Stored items
----

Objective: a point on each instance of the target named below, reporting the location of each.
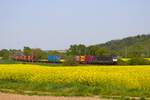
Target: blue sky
(56, 24)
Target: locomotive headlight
(115, 59)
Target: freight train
(88, 59)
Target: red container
(90, 59)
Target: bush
(70, 61)
(138, 61)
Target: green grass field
(76, 81)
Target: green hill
(129, 47)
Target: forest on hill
(129, 47)
(135, 46)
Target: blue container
(53, 58)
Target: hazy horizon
(57, 24)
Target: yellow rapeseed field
(126, 76)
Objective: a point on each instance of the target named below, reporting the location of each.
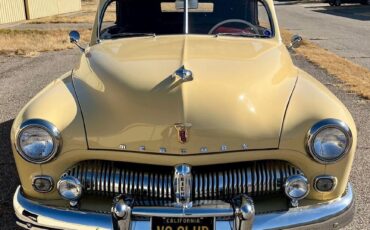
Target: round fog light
(42, 183)
(325, 183)
(69, 188)
(296, 188)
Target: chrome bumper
(327, 215)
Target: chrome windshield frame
(101, 14)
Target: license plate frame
(182, 223)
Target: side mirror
(296, 41)
(74, 37)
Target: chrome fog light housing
(69, 188)
(296, 188)
(325, 183)
(38, 141)
(42, 184)
(329, 140)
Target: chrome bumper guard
(326, 215)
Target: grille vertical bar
(154, 184)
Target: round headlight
(38, 141)
(69, 188)
(329, 140)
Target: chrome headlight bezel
(322, 125)
(46, 126)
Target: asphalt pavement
(21, 78)
(343, 30)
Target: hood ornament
(183, 132)
(183, 74)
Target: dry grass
(32, 42)
(86, 15)
(355, 77)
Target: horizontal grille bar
(155, 184)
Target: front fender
(310, 103)
(57, 103)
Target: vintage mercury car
(184, 115)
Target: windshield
(247, 18)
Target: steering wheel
(241, 21)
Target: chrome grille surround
(153, 185)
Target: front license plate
(171, 223)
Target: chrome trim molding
(324, 124)
(182, 185)
(333, 178)
(48, 127)
(326, 215)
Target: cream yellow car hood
(237, 98)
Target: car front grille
(154, 184)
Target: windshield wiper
(124, 35)
(242, 35)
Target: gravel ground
(21, 78)
(343, 30)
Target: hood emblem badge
(182, 184)
(183, 74)
(183, 132)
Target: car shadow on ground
(8, 178)
(357, 12)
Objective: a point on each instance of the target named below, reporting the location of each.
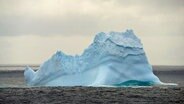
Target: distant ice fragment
(113, 59)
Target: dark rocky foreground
(92, 95)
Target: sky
(32, 30)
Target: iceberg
(113, 59)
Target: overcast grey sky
(32, 30)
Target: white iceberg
(113, 59)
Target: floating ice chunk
(115, 58)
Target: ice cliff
(113, 59)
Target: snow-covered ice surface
(113, 59)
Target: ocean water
(12, 76)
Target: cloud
(86, 17)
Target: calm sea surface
(12, 75)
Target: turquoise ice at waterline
(113, 59)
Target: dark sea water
(12, 75)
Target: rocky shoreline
(91, 95)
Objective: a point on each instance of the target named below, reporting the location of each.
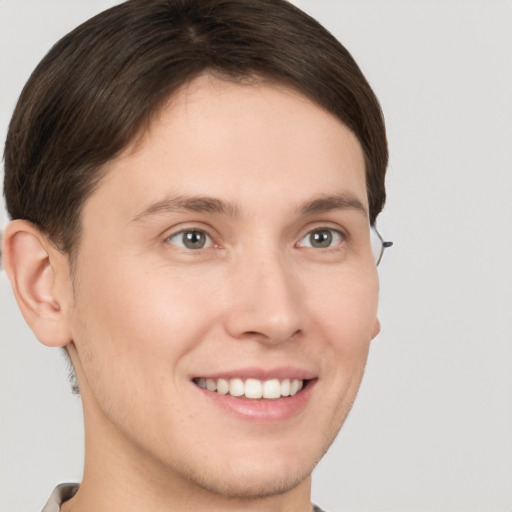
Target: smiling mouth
(253, 389)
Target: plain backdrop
(432, 427)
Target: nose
(265, 300)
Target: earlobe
(32, 264)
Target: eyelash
(333, 235)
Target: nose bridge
(266, 297)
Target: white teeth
(236, 387)
(271, 389)
(285, 387)
(252, 388)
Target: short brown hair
(101, 85)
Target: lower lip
(262, 410)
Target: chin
(246, 482)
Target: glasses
(379, 245)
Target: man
(192, 185)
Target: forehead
(245, 142)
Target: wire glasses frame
(379, 245)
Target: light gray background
(432, 427)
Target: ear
(375, 329)
(39, 276)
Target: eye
(322, 238)
(190, 239)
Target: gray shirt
(64, 492)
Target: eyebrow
(323, 204)
(206, 204)
(199, 204)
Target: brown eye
(321, 239)
(190, 239)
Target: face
(228, 250)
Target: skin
(142, 314)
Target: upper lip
(283, 372)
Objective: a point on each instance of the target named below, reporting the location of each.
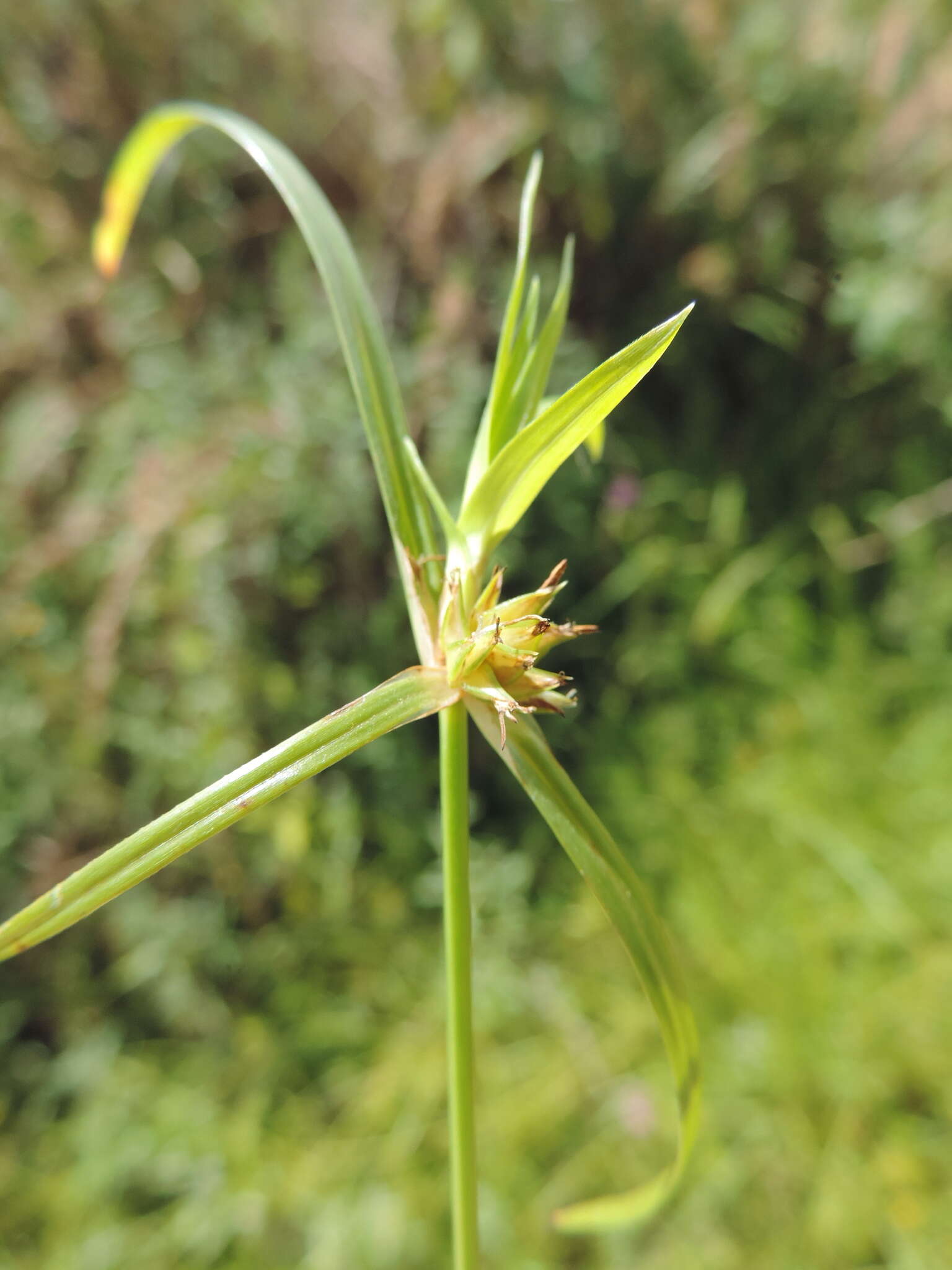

----

Leaving out the pictures, return exactly the lines from the one that contains "Target: dry grass" through the last line of the records above, inclusive.

FINISHED EXERCISE:
Target: dry grass
(32, 42)
(86, 15)
(355, 77)
Target: horizontal grille bar
(155, 184)
Target: front fender
(310, 103)
(57, 103)
Target: vintage mercury car
(184, 115)
Target: windshield
(247, 18)
Target: steering wheel
(241, 21)
Target: chrome grille surround
(153, 185)
Target: front license plate
(171, 223)
Target: chrome trim molding
(324, 124)
(182, 185)
(333, 178)
(48, 127)
(326, 215)
Target: cream yellow car hood
(237, 98)
Target: car front grille
(154, 184)
Target: windshield wiper
(124, 35)
(242, 35)
Target: gravel ground
(21, 78)
(343, 30)
Target: hood emblem badge
(182, 184)
(183, 74)
(183, 132)
Target: car shadow on ground
(8, 178)
(357, 12)
Objective: a point on each instance of the target named below, reporting the location of each.
Target: distant ice fragment
(113, 59)
Target: dark rocky foreground
(92, 95)
Target: sky
(32, 30)
Target: iceberg
(113, 59)
Target: overcast grey sky
(32, 30)
Target: white iceberg
(113, 59)
Target: floating ice chunk
(115, 58)
Target: ice cliff
(113, 59)
Target: snow-covered ice surface
(113, 59)
Target: ocean water
(12, 76)
Target: cloud
(86, 17)
Target: calm sea surface
(12, 75)
Target: turquoise ice at waterline
(113, 59)
Target: dark sea water
(12, 75)
Target: rocky shoreline
(91, 95)
Objective: a point on each instance of the target named below, reporting the location of each.
Target: smiling mouth
(253, 389)
Target: plain backdrop
(432, 427)
Target: nose
(265, 300)
Target: earlobe
(32, 264)
Target: eyelash
(333, 235)
Target: nose bridge
(266, 297)
Target: white teeth
(236, 387)
(271, 389)
(285, 387)
(252, 388)
Target: short brown hair
(101, 85)
Target: lower lip
(262, 410)
Target: chin
(246, 482)
Target: glasses
(379, 245)
Target: man
(192, 185)
Target: forehead
(245, 142)
Target: wire glasses frame
(379, 245)
Target: light gray background
(432, 427)
Target: ear
(375, 329)
(39, 276)
Target: eye
(322, 238)
(190, 239)
Target: gray shirt
(64, 492)
Target: eyebrow
(323, 204)
(206, 204)
(199, 204)
Target: brown eye
(321, 239)
(190, 239)
Target: face
(228, 250)
Target: skin
(142, 314)
Target: upper lip
(283, 372)
Objective: a point on each instance of the target named below, reporting the location of each.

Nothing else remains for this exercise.